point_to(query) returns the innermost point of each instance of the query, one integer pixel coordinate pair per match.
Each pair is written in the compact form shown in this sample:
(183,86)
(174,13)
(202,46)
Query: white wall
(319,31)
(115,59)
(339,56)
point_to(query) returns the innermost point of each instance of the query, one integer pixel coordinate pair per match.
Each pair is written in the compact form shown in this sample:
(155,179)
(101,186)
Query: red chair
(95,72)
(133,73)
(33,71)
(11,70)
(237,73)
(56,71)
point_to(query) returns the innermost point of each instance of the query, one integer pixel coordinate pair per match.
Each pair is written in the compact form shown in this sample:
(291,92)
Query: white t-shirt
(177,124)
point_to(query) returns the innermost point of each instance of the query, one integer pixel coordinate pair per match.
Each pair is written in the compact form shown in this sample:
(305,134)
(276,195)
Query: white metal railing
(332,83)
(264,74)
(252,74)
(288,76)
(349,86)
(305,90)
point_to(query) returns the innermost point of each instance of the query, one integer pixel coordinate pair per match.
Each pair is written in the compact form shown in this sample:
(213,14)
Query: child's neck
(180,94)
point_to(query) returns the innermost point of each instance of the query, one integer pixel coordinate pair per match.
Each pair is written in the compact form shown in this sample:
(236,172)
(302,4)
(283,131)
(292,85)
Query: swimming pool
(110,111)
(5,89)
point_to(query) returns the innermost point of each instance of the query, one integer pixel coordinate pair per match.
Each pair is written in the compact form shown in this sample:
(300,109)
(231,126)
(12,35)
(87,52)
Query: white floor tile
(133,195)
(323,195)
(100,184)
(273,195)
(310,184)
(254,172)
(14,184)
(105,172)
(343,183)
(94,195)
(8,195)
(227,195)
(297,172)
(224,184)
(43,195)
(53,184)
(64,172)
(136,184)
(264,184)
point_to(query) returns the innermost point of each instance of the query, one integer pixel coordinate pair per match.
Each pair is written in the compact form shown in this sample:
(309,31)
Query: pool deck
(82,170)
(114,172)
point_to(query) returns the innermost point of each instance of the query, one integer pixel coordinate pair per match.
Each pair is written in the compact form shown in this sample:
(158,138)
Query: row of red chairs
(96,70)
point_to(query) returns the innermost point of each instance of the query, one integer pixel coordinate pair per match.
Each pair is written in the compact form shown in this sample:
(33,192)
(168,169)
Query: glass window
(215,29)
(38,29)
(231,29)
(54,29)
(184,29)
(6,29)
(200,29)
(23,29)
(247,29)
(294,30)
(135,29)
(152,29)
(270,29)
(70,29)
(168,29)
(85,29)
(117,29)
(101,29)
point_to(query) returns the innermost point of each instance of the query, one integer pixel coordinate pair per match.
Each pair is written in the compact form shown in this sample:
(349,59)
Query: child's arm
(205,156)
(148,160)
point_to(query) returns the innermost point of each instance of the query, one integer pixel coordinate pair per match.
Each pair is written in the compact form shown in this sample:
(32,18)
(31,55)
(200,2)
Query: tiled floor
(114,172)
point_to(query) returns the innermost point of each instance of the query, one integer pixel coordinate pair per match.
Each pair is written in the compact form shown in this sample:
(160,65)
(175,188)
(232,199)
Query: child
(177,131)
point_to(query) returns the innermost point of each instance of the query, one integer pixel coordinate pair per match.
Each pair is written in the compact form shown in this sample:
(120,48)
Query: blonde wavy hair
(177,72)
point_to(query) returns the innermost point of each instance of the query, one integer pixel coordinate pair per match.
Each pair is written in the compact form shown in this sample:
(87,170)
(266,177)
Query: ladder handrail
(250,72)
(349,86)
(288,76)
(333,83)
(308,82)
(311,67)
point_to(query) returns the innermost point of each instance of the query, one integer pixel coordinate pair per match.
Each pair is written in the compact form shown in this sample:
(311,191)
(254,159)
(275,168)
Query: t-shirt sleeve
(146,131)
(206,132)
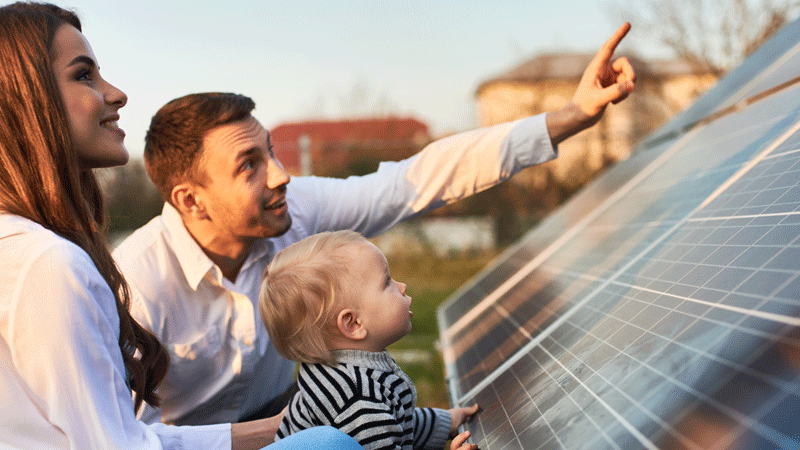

:: Problem statement ::
Copy out each line in the items above that contains the string "shirt", matching case exactly.

:: Full solution ::
Query: white t-shirt
Query: t-shirt sleeve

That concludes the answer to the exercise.